Task goal >> Nothing but the lines below between the line holding "TARGET = shoulder strap" and the line holding "TARGET = white paper", inclusive, should appear in the answer, each set down exactly.

Collection entries
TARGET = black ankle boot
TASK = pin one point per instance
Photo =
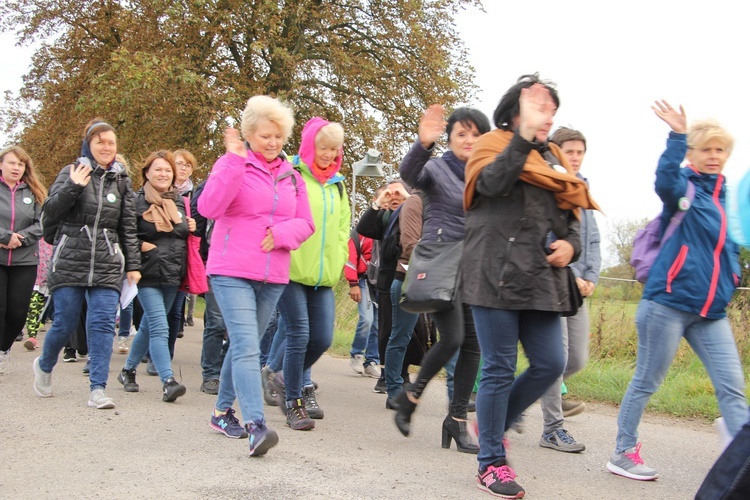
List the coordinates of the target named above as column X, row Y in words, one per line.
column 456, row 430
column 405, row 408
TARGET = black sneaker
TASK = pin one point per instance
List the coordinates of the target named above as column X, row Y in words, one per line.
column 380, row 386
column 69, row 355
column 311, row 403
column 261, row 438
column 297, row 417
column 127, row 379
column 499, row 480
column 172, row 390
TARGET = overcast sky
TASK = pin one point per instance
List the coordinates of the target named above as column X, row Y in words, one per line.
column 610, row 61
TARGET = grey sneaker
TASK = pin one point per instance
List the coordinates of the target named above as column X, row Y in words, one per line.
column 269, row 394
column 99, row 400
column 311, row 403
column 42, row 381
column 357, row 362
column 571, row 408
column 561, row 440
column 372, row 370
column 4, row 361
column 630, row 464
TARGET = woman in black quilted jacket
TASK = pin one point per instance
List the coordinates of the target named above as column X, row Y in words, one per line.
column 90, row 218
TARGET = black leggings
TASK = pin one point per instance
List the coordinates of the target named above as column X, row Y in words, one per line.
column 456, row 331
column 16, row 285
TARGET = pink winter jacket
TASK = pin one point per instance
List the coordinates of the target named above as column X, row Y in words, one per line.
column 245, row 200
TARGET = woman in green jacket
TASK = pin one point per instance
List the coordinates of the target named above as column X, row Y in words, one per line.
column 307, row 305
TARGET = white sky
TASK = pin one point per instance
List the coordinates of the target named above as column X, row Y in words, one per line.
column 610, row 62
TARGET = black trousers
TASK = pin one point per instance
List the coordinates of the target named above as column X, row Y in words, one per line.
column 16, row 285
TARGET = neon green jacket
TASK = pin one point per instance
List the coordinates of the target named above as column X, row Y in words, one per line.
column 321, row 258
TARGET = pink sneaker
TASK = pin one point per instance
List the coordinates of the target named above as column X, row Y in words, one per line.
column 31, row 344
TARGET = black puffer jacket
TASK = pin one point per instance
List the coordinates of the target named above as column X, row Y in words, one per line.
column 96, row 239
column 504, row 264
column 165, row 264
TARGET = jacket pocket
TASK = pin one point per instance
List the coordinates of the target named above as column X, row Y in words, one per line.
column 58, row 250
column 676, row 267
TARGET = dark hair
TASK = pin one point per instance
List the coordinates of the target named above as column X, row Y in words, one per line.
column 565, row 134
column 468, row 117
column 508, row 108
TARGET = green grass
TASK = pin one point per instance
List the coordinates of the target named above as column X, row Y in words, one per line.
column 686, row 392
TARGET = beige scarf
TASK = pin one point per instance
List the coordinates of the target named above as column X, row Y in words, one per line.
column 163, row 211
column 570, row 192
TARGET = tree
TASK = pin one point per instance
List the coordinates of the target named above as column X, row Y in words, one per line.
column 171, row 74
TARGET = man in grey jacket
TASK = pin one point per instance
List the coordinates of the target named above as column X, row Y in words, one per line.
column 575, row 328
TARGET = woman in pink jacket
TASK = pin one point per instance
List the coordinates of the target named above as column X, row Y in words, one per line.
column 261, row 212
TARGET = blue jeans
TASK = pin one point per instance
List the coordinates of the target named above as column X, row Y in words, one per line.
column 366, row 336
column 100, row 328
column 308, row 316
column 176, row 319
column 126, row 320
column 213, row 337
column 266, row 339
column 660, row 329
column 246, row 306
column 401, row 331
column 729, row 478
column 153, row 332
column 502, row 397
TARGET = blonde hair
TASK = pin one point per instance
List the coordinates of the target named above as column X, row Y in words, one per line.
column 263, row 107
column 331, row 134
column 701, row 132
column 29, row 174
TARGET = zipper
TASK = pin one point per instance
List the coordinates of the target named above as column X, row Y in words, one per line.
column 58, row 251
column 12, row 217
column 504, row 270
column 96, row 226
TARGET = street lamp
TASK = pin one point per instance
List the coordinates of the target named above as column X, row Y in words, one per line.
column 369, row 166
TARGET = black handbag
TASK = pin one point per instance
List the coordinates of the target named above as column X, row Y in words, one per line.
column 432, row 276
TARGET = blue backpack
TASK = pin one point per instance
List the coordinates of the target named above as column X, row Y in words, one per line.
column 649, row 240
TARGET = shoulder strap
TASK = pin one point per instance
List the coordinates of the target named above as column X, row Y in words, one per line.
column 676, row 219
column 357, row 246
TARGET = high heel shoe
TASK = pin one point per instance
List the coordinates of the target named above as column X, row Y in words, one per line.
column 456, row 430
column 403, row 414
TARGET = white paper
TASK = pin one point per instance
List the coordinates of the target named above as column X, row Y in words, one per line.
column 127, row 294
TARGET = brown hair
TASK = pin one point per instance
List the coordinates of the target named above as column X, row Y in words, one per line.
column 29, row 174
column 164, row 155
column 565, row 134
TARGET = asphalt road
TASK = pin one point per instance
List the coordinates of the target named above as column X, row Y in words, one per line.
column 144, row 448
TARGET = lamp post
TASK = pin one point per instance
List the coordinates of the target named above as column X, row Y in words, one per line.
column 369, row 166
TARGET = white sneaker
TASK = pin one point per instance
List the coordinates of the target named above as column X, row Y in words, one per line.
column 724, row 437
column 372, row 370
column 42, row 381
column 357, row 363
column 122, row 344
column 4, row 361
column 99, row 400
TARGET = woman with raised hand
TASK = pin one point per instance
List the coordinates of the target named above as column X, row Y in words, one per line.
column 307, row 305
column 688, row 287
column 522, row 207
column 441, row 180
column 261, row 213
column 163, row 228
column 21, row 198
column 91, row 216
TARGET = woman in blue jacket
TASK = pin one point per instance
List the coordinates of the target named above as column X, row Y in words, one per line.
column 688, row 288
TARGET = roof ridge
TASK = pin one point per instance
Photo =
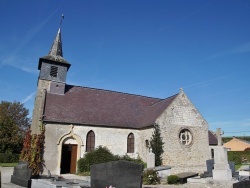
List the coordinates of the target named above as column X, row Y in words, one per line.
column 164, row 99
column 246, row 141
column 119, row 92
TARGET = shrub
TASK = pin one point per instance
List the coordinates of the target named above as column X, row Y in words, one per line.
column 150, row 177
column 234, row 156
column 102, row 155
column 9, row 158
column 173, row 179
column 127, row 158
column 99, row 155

Result of this task >>
TARGET = shoulder strap
TASK = pin one point per instance
List the coordinates of the target named above as column X, row Y in words, one per line.
column 676, row 219
column 357, row 246
TARGET = high heel shoe
TASK = pin one point per instance
List the coordinates of the target named above as column X, row Y in words, one per line.
column 456, row 430
column 403, row 414
TARGET = white paper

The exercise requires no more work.